■ TESTO IN ESAME
******************************
Un risultato più che preannunciato quello del film La pelle che abito: probabilmente chi non ha letto il romanzo Tarantola di Thierry Janquot sarà rimasto colpito dalla trama, ma chi lo ha letto non può che inevitabilmente trovarsi di fronte ad una sceneggiatura spuria e mal gestita.

Pedro Almodóvar è un regista di indiscusso talento che cura in questo caso la parte registica con mano sicura e con trovate di grande effetto: è però l’Almodóvar sceneggiatore che lascia a desiderare. Il romanzo a cui il film liberamente si ispira è troppo nero, troppo forte perché ci si possa semplicemente “ispirare” ad esso: infatti le parti meglio riuscite della pellicola sono quelle prese di netto dalla terribile storia di Janquot, mentre quelle più pencolanti sono state create appositamente.

Roger Ledgard (Antonio Banderas) è matto: lo dice proprio sua madre! La morte della moglie a causa di un incendio lo ha fatto uscir di senno, ed ora sta applicando procedimenti di dubbia etica per studiare una nuova pelle per aiutare gli ustionati. (In realtà tutta la lunga parte legata allo studio della pelle, inventata da Almodóvar, è l’anello più debole del film e regala agli spettatori momenti di grande noia del tutto inutile ai fini della storia).
******************************
■ DATI ESTRATTI
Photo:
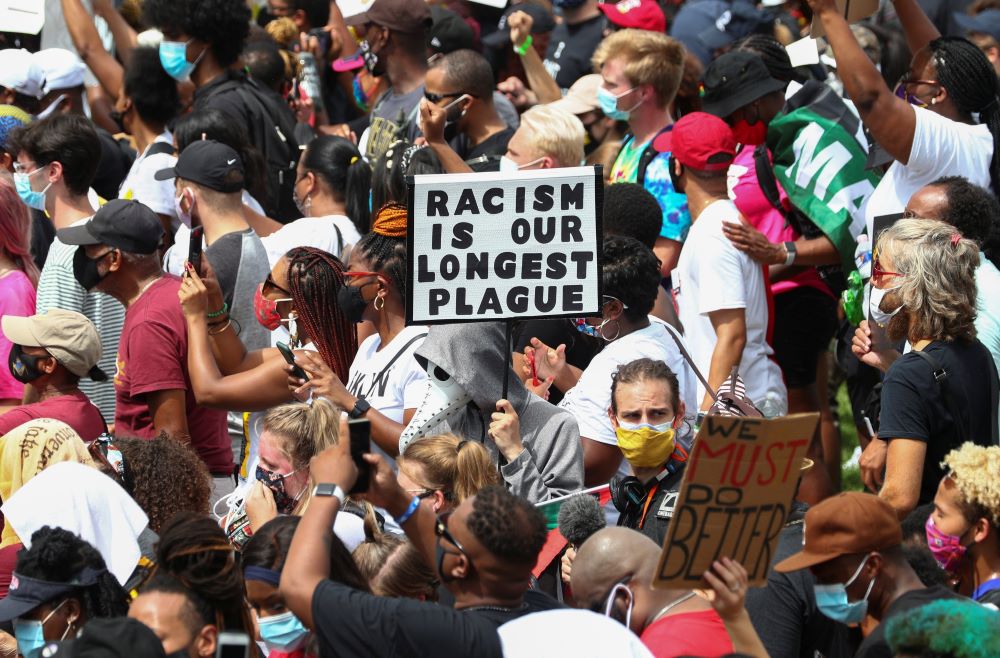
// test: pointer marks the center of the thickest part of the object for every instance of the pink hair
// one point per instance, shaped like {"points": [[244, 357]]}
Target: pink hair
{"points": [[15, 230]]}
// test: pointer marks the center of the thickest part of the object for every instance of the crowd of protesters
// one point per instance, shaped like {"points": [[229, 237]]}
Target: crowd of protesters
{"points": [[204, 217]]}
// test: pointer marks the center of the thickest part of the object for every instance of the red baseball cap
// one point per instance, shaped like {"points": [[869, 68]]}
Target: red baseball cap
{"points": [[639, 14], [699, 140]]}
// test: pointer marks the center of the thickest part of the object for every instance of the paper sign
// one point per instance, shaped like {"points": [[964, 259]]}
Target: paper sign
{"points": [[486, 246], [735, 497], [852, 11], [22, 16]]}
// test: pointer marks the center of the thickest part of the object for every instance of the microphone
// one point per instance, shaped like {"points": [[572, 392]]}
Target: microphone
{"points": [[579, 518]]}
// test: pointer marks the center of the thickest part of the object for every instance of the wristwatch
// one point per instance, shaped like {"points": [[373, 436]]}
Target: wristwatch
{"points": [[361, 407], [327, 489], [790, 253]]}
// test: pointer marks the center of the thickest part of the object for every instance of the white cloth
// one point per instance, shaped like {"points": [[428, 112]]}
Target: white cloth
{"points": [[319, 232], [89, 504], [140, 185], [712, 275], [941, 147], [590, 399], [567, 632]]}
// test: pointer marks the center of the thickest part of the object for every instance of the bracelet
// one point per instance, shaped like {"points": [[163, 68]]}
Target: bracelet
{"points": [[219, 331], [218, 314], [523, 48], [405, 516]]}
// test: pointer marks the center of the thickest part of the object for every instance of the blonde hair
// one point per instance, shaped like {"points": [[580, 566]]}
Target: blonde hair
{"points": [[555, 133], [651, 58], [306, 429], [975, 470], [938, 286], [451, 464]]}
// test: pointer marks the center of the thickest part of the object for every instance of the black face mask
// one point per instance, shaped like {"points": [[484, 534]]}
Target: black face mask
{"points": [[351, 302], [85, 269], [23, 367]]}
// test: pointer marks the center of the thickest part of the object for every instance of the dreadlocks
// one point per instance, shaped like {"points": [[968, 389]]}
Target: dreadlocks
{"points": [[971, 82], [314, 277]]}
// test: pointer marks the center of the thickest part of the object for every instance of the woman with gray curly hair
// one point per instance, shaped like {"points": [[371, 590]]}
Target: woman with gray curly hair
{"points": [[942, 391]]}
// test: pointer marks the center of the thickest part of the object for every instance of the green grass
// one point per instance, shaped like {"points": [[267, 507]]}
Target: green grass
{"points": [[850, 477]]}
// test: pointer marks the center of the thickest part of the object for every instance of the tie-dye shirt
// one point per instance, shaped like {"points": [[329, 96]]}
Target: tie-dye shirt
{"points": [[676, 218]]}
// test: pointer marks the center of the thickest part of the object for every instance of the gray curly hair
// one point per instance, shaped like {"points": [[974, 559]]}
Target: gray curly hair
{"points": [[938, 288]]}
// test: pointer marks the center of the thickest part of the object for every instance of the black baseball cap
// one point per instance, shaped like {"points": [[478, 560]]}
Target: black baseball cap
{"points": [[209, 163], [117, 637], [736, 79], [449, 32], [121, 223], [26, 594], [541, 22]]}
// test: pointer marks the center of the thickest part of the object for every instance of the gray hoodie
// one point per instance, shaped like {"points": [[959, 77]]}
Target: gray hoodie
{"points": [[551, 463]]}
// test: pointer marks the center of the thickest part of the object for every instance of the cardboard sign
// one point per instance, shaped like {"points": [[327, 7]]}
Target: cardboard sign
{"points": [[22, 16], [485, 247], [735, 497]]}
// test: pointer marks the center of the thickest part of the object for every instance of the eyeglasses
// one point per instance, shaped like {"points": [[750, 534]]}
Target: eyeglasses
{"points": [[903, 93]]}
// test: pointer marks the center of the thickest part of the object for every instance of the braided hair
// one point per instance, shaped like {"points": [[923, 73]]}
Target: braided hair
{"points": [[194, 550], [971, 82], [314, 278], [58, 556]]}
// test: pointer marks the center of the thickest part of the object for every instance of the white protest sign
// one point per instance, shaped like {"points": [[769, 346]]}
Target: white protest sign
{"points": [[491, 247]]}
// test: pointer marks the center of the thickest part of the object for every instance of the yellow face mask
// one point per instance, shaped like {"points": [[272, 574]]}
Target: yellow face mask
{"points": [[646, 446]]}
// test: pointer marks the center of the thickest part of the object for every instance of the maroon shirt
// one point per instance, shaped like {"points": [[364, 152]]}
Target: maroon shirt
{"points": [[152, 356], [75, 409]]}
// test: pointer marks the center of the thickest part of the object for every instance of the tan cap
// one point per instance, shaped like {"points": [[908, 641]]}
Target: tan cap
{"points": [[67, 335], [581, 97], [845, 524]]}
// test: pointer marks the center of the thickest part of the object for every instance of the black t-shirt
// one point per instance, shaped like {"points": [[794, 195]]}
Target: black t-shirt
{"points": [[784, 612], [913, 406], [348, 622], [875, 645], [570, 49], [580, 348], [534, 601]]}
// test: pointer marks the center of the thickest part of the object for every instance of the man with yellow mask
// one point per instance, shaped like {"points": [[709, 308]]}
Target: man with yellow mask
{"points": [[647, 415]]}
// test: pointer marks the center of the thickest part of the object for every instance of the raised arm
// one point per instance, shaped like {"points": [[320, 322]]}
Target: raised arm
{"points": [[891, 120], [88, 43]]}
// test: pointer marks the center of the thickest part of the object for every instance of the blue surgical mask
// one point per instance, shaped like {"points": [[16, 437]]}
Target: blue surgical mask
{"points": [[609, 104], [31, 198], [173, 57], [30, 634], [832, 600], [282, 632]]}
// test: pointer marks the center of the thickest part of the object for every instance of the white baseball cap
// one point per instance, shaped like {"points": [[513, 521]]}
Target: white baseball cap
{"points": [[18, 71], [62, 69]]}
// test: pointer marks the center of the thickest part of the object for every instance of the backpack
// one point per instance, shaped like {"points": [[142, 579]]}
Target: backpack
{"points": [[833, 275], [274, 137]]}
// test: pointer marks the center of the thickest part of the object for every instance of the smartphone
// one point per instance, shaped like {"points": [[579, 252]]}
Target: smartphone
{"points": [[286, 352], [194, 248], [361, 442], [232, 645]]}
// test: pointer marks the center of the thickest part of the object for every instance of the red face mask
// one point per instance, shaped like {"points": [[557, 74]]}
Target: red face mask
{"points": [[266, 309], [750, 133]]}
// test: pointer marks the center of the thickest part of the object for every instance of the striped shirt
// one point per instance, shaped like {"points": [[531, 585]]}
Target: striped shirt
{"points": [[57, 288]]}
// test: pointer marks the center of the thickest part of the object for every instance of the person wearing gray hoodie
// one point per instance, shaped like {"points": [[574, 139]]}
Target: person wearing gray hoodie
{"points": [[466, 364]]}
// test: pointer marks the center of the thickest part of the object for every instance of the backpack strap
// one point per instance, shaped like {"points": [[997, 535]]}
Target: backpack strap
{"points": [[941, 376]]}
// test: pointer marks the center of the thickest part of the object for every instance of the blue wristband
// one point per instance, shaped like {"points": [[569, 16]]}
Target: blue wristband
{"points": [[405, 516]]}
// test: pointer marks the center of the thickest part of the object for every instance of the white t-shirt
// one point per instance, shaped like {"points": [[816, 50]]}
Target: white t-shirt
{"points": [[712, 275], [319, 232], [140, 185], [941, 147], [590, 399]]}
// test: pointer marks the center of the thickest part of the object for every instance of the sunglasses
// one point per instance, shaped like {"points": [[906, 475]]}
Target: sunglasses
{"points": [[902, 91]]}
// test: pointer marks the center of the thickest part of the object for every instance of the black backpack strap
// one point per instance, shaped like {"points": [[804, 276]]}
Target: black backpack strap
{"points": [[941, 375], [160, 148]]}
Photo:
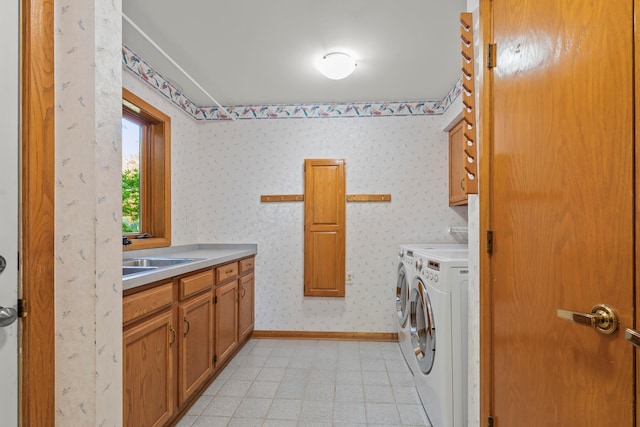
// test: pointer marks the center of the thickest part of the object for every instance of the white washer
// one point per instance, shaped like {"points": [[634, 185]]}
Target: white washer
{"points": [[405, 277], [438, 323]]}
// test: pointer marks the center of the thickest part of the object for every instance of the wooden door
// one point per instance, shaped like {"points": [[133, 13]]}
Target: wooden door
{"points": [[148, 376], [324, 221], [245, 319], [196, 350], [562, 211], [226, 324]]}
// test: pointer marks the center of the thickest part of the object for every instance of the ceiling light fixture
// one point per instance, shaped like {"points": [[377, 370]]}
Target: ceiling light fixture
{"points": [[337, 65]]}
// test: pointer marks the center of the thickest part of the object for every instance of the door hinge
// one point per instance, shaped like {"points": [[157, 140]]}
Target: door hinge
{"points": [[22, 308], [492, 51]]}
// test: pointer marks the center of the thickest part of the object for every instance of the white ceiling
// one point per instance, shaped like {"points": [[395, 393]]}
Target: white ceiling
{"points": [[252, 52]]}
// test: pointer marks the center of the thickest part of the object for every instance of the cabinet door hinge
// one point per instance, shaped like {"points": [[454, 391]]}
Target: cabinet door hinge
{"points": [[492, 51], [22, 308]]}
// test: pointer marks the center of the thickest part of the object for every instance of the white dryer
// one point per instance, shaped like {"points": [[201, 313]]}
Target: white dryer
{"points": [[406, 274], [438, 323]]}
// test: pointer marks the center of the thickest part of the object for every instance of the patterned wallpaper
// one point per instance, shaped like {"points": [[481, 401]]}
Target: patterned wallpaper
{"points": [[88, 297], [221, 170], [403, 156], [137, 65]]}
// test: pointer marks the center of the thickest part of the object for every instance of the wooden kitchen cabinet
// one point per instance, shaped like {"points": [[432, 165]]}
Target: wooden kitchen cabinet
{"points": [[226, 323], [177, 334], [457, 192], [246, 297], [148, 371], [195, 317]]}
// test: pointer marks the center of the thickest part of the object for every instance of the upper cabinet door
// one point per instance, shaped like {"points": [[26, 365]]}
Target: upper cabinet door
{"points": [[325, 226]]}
******************************
■ COSA FARE A
Rispondi in base alla recensione:
(i) A quale romanzo si ispira il film, e chi l'ha scritto?
(ii) Quale attore interpreta Roger Ledgard?
(iii) Come è morta la moglie di Roger Ledgard?
■ COSA FARE B
Stampa la parte della recensione che va da "Pedro Almodóvar è" fino a "state create appositamente." compreso.

■ RISULTATO ATTESO A
(i) Al romanzo Tarantola di Thierry Janquot.
(ii) Antonio Banderas.
(iii) In un incendio.

■ RISULTATO ATTESO B
Pedro Almodóvar è un regista di indiscusso talento che cura in questo caso la parte registica con mano sicura e con trovate di grande effetto: è però l’Almodóvar sceneggiatore che lascia a desiderare. Il romanzo a cui il film liberamente si ispira è troppo nero, troppo forte perché ci si possa semplicemente “ispirare” ad esso: infatti le parti meglio riuscite della pellicola sono quelle prese di netto dalla terribile storia di Janquot, mentre quelle più pencolanti sono state create appositamente.